Reproduce all of the data exactly.

- - -

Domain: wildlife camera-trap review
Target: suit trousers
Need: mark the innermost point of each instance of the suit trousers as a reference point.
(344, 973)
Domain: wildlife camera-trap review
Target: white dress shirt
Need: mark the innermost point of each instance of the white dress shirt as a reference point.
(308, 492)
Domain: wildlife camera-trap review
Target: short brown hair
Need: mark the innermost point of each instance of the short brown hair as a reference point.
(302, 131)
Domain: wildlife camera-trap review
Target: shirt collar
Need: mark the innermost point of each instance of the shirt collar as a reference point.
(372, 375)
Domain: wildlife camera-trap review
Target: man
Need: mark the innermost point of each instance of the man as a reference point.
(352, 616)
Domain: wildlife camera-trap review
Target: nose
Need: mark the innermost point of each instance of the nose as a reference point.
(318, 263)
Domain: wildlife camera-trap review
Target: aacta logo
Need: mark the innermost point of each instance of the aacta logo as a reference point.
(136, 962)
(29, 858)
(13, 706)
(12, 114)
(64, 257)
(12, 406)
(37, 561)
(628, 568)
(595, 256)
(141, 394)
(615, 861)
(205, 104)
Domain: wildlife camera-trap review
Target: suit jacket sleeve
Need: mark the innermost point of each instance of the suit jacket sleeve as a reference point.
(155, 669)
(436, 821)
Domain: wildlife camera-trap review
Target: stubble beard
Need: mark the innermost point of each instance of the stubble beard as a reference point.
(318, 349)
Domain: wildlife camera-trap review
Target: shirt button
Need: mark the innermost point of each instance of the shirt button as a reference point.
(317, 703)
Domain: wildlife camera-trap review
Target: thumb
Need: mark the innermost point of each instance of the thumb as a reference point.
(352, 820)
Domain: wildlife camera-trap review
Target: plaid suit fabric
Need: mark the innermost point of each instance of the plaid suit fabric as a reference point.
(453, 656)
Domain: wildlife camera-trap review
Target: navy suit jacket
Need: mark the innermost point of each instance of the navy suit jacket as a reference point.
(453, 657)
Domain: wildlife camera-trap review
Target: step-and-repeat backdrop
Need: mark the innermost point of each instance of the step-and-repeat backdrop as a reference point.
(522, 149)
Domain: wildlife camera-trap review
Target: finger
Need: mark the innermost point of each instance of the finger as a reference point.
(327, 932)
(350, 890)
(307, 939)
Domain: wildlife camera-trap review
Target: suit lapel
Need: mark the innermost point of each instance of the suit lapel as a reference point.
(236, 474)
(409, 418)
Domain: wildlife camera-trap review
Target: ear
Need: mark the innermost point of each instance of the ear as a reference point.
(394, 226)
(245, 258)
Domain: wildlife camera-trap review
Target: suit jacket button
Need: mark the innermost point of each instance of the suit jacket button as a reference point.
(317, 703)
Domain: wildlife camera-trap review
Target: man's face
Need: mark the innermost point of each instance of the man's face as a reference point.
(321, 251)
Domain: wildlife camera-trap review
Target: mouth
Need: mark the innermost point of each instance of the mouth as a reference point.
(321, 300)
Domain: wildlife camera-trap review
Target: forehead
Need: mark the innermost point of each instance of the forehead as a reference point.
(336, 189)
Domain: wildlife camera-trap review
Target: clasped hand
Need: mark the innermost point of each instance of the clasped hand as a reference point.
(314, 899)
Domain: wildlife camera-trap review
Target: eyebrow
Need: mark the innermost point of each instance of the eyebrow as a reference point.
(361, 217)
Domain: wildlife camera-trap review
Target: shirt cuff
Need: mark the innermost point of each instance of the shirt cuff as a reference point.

- - -

__Right answer__:
Domain: wildlife camera-trap review
Target: suit trousers
Need: mark the innermost point of each instance of the suit trousers as a reference point.
(344, 973)
Domain: wildlife camera-trap review
Target: white dress shirt
Need: mark the innermost point of each instance of the white dress shirt as a reference point.
(308, 492)
Domain: wildlife camera-trap review
Target: short brown hair
Need: mark the innermost point of each instance of the short brown hair as a reference point.
(302, 131)
Domain: wildlife camera-trap review
Target: shirt collar
Need: mark the innermost point of each instance of the shirt collar as a reference point.
(372, 375)
Domain: wildlife camera-trap review
Target: man
Need: mark the innermost point of each instance of the man as a reference point.
(352, 616)
Domain: wildlife camera-trap review
Target: nose
Need: mark the innermost point of each instance of the nose as a reference point.
(318, 263)
Domain: wildlife camera-trap review
Target: aacta logo
Need: mark the innermost point of each instance of the aacta logo as a reference point.
(136, 962)
(29, 858)
(13, 706)
(12, 114)
(64, 257)
(12, 406)
(37, 561)
(628, 568)
(595, 256)
(141, 394)
(615, 861)
(205, 104)
Domain: wildlife camera-trap review
Target: suit jacket sleeve
Need: mark the innermost point of each instance of the suit jacket sleeve as a reference point.
(155, 669)
(436, 821)
Domain: wildlife camera-trap review
Target: stubble beard
Need: mark the innermost point of each instance of the stubble beard as a reference point.
(318, 349)
Domain: wildlife camera-trap review
Target: shirt button
Need: mark the innermost point of each instance of the shirt button as a reference point.
(317, 703)
Domain: wildlife camera-trap review
Target: thumb
Need: mark the innermost point of each instance of the thumb as a reference point.
(352, 820)
Domain: wildlife camera-trap review
Target: plaid suit fabric
Need: mark the innermost point of each instance of the plaid suit fabric as a reference point.
(453, 656)
Domain: wildlife camera-trap review
Target: navy suit jacket
Need: mark the innermost point of each instance of the navy suit jacket as a reference point.
(453, 657)
Domain: wildlife camera-trap review
Target: step-and-repeat backdrop
Need: mark the innermost point of each instance of the step-and-repeat backdrop as a reference point.
(522, 149)
Domain: wildlife camera-trap review
Target: finger
Need: mark the innermost point of each instance of the finger as a reference point.
(327, 932)
(350, 890)
(307, 939)
Domain: wildlife camera-trap review
Target: suit lapel
Need: mark the innermost point of each instance of the suit lapel as a reference point.
(236, 474)
(409, 418)
Domain: wildlife camera-trap review
Target: ear
Need: mark the innermost point of each instance of the ear as a reference point.
(394, 226)
(245, 258)
Domain: wildlife camera-trap review
Target: suit jacket button
Need: mark the innermost point of each instance of the suit jacket button as a reference point.
(317, 703)
Domain: wildlife camera-trap review
Target: man's face
Need: mark the innermost point of each instance of the man's face as a reference point.
(321, 251)
Domain: wildlife camera-trap review
Target: mouth
Need: mark the innermost point of each instance of the mouth as a reference point.
(321, 300)
Domain: wildlife camera-trap review
Target: forehead
Need: mark the innermost point of each instance of the forehead as a reference point.
(336, 189)
Domain: wildlife camera-trap review
Target: clasped hand
Need: mark the innermost point of each instance of the clasped hand as a reference point.
(314, 899)
Domain: wildlife camera-trap review
Target: eyebrow
Need: mark the innermost point of each instance of the eyebrow as a reference point.
(361, 217)
Domain: wildlife camera-trap review
Target: shirt cuff
Need: mark the innermost point of each instance of the shirt cuff as a reference point.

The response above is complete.